DIRECTION —
Find every line in the items below that contains the word "small" and copy each of those lines.

** start of RECORDS TO PROCESS **

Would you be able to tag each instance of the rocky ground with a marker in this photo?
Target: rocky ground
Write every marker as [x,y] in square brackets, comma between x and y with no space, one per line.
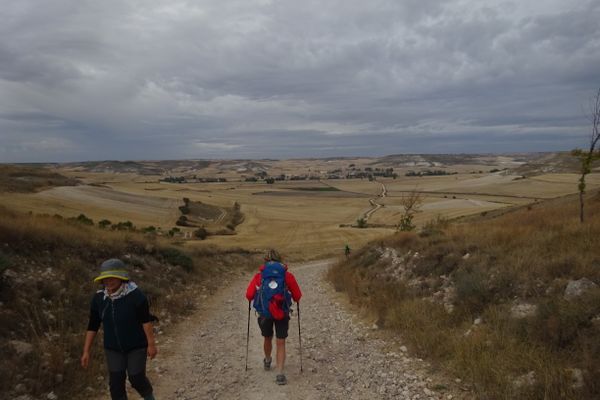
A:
[343,357]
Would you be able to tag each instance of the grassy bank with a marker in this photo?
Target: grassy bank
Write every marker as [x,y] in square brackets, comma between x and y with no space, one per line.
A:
[46,271]
[489,300]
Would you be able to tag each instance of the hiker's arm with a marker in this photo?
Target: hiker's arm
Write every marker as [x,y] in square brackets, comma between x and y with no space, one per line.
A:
[87,346]
[92,329]
[293,287]
[149,331]
[144,317]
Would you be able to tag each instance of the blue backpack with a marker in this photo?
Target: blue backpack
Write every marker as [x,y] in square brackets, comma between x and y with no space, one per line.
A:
[272,299]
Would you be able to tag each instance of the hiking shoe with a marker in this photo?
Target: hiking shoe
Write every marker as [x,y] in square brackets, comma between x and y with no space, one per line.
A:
[267,364]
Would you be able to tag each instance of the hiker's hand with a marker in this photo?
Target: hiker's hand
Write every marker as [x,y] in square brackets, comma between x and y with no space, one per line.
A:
[152,351]
[85,359]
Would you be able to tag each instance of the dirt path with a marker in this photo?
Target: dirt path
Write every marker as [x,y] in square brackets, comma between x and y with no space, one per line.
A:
[343,358]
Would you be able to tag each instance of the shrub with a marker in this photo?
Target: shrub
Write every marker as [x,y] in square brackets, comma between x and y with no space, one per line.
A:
[200,233]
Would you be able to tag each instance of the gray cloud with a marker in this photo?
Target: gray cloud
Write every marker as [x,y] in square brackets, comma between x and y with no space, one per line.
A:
[260,78]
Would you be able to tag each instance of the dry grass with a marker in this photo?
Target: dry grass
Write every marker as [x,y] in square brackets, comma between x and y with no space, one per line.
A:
[15,178]
[46,270]
[524,257]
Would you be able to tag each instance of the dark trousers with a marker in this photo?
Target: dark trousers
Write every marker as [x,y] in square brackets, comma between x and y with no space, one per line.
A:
[132,364]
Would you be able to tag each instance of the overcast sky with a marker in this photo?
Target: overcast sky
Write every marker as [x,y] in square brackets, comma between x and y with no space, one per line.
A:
[148,79]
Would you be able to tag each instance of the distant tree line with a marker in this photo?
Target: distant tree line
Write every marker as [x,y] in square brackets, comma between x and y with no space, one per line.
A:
[429,172]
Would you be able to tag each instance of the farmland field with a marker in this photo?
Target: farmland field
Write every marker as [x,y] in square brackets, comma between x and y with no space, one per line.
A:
[306,217]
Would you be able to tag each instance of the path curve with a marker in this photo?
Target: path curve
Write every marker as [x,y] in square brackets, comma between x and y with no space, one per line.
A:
[343,358]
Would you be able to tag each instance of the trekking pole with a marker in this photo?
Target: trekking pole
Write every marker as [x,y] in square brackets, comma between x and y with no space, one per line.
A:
[299,336]
[248,335]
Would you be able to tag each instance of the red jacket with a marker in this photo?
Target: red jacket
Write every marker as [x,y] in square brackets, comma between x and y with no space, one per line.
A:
[290,283]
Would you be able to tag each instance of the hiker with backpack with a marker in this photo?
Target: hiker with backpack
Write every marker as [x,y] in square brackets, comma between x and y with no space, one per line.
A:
[124,312]
[271,291]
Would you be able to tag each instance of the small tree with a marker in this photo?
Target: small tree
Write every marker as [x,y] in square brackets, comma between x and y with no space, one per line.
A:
[411,203]
[588,157]
[201,233]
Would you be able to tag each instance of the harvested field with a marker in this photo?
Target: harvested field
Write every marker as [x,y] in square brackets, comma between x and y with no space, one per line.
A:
[303,218]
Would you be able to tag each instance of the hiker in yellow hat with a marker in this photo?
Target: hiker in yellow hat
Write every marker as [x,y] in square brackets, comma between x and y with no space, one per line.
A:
[123,310]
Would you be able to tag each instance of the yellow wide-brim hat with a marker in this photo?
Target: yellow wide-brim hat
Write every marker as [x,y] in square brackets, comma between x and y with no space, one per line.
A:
[113,268]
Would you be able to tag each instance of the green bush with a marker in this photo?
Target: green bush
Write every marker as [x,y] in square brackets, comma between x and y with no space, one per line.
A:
[472,291]
[83,219]
[5,263]
[200,233]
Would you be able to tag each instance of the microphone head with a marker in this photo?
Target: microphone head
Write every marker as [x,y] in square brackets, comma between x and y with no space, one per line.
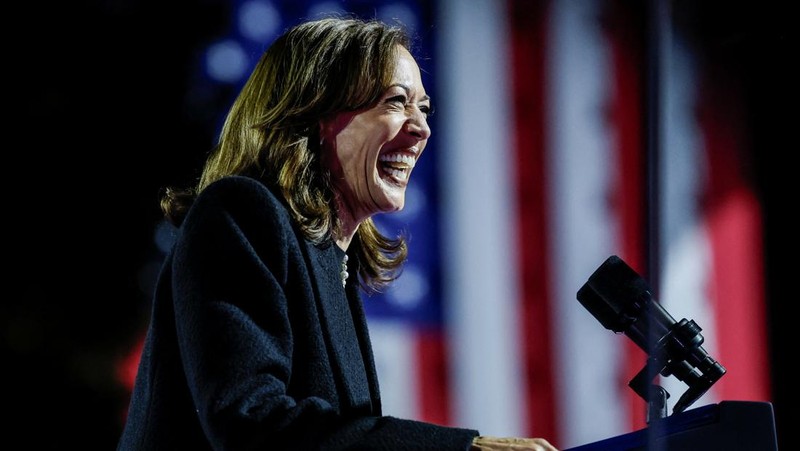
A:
[615,294]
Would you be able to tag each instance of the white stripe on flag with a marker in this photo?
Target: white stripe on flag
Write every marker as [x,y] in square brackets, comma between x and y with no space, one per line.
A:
[686,253]
[582,165]
[393,343]
[479,274]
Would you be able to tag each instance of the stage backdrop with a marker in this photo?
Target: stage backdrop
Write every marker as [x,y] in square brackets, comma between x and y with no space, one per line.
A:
[536,172]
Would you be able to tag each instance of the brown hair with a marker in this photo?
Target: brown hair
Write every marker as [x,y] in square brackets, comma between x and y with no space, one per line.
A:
[313,71]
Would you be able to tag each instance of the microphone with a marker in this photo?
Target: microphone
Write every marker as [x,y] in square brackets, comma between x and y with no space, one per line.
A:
[621,301]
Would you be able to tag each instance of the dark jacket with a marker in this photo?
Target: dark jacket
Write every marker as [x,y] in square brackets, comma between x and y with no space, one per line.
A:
[254,343]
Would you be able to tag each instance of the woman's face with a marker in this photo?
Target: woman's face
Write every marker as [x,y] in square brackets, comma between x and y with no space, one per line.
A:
[372,152]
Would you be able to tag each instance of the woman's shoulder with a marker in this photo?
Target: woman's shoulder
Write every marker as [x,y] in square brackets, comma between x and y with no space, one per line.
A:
[240,196]
[235,189]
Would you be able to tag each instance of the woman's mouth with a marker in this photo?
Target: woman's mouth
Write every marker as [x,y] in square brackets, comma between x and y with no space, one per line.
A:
[397,165]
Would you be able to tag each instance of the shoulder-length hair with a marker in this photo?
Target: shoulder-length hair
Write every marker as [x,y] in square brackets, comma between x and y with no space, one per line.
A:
[313,71]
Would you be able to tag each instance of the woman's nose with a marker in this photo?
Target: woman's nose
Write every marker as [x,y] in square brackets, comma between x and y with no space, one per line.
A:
[417,125]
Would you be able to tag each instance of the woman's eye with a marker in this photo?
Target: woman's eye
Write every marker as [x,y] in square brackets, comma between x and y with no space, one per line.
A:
[427,110]
[397,99]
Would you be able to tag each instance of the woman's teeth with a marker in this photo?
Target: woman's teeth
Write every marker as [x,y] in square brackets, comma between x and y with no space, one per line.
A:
[397,165]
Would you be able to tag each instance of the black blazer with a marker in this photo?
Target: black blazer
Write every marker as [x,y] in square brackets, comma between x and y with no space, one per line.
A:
[253,342]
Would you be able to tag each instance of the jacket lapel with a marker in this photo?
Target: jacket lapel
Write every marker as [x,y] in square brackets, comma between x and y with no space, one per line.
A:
[337,320]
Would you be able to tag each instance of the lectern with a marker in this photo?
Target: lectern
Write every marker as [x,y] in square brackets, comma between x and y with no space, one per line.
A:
[622,301]
[726,426]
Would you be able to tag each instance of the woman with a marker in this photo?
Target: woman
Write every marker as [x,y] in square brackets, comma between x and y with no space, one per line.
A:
[258,338]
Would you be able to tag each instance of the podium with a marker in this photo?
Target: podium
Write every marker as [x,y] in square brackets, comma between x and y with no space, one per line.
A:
[726,426]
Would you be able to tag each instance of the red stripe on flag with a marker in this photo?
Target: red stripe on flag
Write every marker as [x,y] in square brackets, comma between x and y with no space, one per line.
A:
[733,218]
[527,23]
[432,377]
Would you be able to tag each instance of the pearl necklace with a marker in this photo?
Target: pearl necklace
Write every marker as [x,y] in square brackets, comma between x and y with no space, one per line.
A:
[343,274]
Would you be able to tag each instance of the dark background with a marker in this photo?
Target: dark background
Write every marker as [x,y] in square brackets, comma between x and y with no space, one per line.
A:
[101,118]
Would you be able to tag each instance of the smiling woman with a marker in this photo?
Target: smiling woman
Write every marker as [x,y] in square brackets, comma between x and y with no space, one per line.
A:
[258,337]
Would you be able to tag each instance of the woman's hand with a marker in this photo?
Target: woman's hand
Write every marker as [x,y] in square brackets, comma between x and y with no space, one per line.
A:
[489,443]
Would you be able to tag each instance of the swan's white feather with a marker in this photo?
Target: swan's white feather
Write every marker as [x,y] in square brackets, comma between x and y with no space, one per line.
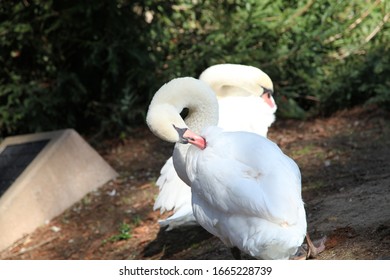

** end of RECORDS TO PROCESS **

EXERCISE OUTPUT —
Would you be able to tag each instance of the small tree with a marker in this photo?
Target: small tree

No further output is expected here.